_Text extract:_
--------
When we think of a car we think, comfort, safety, functionality, and a way to get from A to B. This is the basic criteria when considering design features for the car, as we know it. However, what about the other considerations, such as the beauty, ingenious delivery of power, the ability to excite, and finally delivery of an experience to the driver that they have never experienced before, and one that they will never ever forget – This is the world of Ferrari.
Design Museum: Ferrari Under the Skin
The Design Museum exhibition Ferrari: Under the Skin features the greatest collection of Ferrari motor vehicle history that London and the UK have ever seen. This £140M stockpile of amazing design and engineering takes the visitor on a journey spanning 70 years. From its very early beginnings in 1947, with the very first Ferrari design, the 125 S, to the present day delivery with the LaFerrari Aperta which is Ferraris first hybrid, incorporating F1-derived KERS technology which gives the driver a striking performance boost.
“If you can dream it, you can do it” – Enzo Ferrari
The Ferrari story is one of design, innovation and engineering excellence. Set against the backdrop of post-war austerity, Enzo Ferrari and a small but dedicated team decided to create an elite performance vehicle whilst many were manufacturing economy vehicles and scooters. The opening section of the Design Museum exhibition charts the story of Enzo Ferrari and his remorseless drive to create the perfect driving machine for track and road.
--------
_Collected material:_
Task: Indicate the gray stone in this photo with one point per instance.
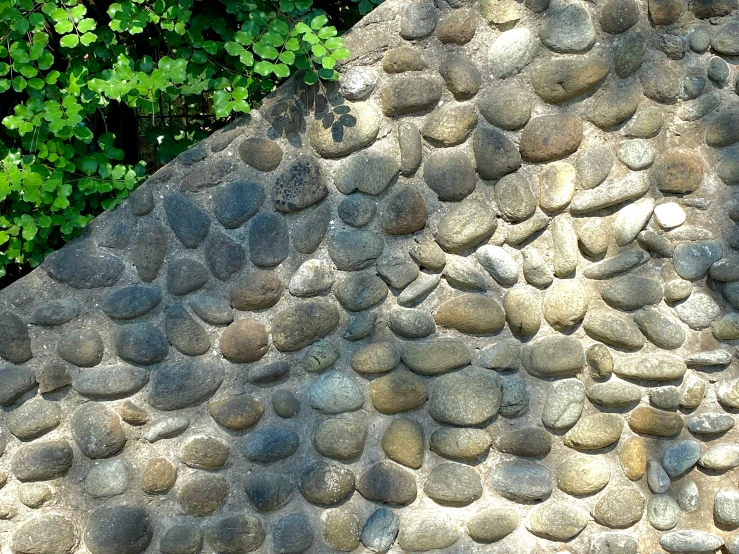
--------
_Set task 1:_
List the basic criteria that the text about the Ferrari exhibition gives for car design features.
_Set task 2:_
Reproduce the part of the text about the Ferrari exhibition word for word, starting with "Design Museum: Ferrari" and going on through "striking performance boost.".

_Written solution 1:_
- Comfort
- Safety
- Functionality
- A way to get from A to B

_Written solution 2:_
Design Museum: Ferrari Under the Skin
The Design Museum exhibition Ferrari: Under the Skin features the greatest collection of Ferrari motor vehicle history that London and the UK have ever seen. This £140M stockpile of amazing design and engineering takes the visitor on a journey spanning 70 years. From its very early beginnings in 1947, with the very first Ferrari design, the 125 S, to the present day delivery with the LaFerrari Aperta which is Ferraris first hybrid, incorporating F1-derived KERS technology which gives the driver a striking performance boost.